**TAREFAS A REALIZAR:**
(a) Relacione todos os nomes próprios de pessoas que aparecem no texto fornecido.
(b) Transcreva do texto fornecido o trecho que começa em "Numa manhã recente, os" e termina em "das sete páginas.".

**TEXTO FORNECIDO:**
Numa manhã recente, os dois filhos sentaram numa grande mesa retangular com vários dos editores do jornal. A publicação, Mon Quotidien, convida vários leitores duas vezes por semana para ajudar a editá-la, exceto pela capa, escolhendo histórias que aparecerão em uma das sete páginas.
A editora nacional, Caroline Halle, estava propondo um artigo sobre uma escola na Grã-Bretanha que tinha comprado falcões para espantar uma praga de gaivotas que estavam sujando suas instalações.
Alternativamente, ela propôs notícias sobre como mergulhadores recentemente encontraram garrafas de champanhe francês que o rei Luís XVI tinha enviado para o czar da Rússia, mas se perderam quando o navio que as transportava afundou no Mar Báltico.
“Como morreu Luís XVI?”, perguntou Olivier Gasselin, 40 anos, vice-editor do jornal. “Guilhotina”, respondeu Elisa, sem levantar os olhos das anotações que fazia.

**ENTRADAS DE DADOS:**
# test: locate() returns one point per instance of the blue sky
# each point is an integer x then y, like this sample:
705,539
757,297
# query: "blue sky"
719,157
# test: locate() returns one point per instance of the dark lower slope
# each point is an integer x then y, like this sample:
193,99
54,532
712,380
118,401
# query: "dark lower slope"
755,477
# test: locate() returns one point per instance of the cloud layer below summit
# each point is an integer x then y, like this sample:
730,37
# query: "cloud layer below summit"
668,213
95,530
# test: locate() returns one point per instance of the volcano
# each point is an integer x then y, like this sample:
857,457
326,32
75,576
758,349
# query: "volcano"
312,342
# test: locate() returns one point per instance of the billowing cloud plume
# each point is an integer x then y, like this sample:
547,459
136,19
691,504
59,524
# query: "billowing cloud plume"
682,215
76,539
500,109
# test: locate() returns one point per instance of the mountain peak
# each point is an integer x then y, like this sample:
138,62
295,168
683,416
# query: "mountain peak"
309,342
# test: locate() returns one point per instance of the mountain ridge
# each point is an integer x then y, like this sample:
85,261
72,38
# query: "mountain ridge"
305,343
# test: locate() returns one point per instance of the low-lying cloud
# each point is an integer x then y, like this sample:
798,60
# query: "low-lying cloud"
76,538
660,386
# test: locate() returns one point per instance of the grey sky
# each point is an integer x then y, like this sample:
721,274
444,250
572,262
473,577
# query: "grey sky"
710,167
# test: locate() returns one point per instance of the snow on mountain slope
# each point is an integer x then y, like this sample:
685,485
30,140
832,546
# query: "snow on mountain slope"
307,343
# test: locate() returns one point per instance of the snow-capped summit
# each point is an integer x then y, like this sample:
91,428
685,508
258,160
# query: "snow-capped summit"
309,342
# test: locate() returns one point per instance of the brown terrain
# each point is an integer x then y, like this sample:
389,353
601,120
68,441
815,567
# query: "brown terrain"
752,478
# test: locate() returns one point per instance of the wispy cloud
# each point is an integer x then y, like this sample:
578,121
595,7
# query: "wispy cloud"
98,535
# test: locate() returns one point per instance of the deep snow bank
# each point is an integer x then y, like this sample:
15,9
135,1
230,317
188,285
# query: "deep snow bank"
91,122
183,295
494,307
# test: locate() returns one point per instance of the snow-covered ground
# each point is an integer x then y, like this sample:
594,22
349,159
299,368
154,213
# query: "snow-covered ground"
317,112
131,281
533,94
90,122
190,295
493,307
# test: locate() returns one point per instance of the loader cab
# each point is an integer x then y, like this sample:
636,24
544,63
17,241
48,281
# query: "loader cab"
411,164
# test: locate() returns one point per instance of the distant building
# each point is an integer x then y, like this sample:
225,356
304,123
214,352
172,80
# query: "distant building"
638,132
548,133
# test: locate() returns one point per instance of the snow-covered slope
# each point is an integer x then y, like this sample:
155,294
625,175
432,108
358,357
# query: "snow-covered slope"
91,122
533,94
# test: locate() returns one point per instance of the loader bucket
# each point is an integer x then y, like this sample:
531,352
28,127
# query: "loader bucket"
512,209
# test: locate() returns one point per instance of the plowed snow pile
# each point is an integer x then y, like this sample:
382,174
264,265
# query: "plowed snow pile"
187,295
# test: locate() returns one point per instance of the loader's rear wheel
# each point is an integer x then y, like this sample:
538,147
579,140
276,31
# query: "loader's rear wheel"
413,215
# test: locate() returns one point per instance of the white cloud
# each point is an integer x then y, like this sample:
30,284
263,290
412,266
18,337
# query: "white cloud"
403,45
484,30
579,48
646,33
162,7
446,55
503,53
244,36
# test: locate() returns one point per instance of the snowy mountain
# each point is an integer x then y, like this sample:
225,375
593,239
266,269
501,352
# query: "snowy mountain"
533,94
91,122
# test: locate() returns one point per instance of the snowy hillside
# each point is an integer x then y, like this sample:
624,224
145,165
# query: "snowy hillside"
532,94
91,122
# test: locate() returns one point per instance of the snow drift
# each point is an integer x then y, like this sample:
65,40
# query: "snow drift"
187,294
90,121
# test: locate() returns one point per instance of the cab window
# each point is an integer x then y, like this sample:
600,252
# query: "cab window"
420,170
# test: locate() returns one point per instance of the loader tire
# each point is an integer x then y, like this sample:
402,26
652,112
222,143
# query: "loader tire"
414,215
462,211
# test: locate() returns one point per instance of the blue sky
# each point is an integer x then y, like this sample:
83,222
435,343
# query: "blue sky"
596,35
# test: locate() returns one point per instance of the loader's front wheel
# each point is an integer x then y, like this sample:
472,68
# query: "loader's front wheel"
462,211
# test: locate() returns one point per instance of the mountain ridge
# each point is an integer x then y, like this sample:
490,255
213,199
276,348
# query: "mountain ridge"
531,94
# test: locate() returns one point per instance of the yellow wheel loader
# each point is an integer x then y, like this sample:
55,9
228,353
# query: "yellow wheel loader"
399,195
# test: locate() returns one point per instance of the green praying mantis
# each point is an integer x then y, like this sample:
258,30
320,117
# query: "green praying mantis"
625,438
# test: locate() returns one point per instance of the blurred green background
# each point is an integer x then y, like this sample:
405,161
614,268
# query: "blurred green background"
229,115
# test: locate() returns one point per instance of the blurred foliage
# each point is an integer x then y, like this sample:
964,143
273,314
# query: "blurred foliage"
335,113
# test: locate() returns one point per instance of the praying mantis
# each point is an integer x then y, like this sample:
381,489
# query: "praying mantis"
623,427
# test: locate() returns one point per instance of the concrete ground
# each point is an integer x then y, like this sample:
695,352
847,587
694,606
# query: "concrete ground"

**RESPOSTAS:**
(a) Caroline Halle, Luís XVI, Olivier Gasselin, Elisa

(b)
Numa manhã recente, os dois filhos sentaram numa grande mesa retangular com vários dos editores do jornal. A publicação, Mon Quotidien, convida vários leitores duas vezes por semana para ajudar a editá-la, exceto pela capa, escolhendo histórias que aparecerão em uma das sete páginas.